◆ WORK REQUIRED ◆
Format the item lines below as a JSON list of strings, one string per line, omitting blank lines. Begin at the line that contains "Could you point at the man's head" and stop after the line that contains "Could you point at the undergrowth".

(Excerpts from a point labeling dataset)
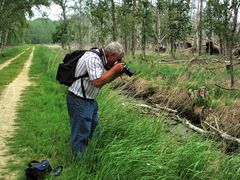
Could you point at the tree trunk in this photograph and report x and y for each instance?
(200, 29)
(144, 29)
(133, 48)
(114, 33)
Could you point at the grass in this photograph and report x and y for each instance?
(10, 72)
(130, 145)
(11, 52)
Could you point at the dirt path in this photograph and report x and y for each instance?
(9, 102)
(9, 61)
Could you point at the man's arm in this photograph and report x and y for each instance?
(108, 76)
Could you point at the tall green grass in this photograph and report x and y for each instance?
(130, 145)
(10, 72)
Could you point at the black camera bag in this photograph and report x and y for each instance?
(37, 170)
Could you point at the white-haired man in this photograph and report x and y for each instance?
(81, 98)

==

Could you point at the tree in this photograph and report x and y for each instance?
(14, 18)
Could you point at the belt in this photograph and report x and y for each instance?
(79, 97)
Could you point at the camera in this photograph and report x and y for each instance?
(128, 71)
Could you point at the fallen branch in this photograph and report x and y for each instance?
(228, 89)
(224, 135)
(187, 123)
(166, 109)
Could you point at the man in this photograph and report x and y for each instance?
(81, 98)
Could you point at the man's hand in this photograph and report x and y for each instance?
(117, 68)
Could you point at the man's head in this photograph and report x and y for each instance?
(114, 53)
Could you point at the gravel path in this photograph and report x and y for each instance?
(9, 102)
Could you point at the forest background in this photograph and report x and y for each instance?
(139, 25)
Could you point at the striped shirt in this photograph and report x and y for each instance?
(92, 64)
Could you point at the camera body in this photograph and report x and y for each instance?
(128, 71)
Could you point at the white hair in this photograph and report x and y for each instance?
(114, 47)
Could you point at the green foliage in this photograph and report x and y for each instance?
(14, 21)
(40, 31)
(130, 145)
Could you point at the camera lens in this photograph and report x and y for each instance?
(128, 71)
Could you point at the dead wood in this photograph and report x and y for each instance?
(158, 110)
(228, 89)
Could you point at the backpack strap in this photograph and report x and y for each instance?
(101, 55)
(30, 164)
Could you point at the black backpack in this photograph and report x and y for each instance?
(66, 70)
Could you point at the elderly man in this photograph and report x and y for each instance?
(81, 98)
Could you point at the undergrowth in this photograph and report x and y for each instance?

◆ CORRECT RESULT ◆
[
  "Could you point at the man's head in this photograph and report x and y for each instance?",
  "(114, 53)",
  "Could you point at the gravel path in this photograph and report x and y for each instance?",
  "(9, 102)",
  "Could you point at the forest background in this photograph and report x and y for each instance?",
  "(139, 25)",
  "Could you point at the striped shirt in this photograph and report x and y for each instance?",
  "(92, 64)",
  "Could you point at the camera body in this photograph and report x and y for each instance?",
  "(128, 71)",
  "Could you point at the white hair in this photograph and report x and y for each instance?",
  "(114, 47)",
  "Could you point at the green foliage in this photograph and report x and y for each instance?",
  "(14, 21)",
  "(40, 31)",
  "(130, 145)",
  "Could you point at the camera lens in this photograph and report x and y for each instance?",
  "(128, 71)",
  "Could you point at the dead wood in this photograph and report x and y for each instance?",
  "(158, 110)",
  "(228, 89)",
  "Could you point at the backpack strap in this photograph and report x and y for each instance?",
  "(101, 55)",
  "(30, 164)",
  "Could you point at the black backpack in this photograph and report x and y for each instance?",
  "(66, 70)",
  "Could you point at the elderly man in this photograph and report x and y for each instance?",
  "(81, 98)",
  "Could you point at the undergrowth in this photograph and report x and y for each instance?"
]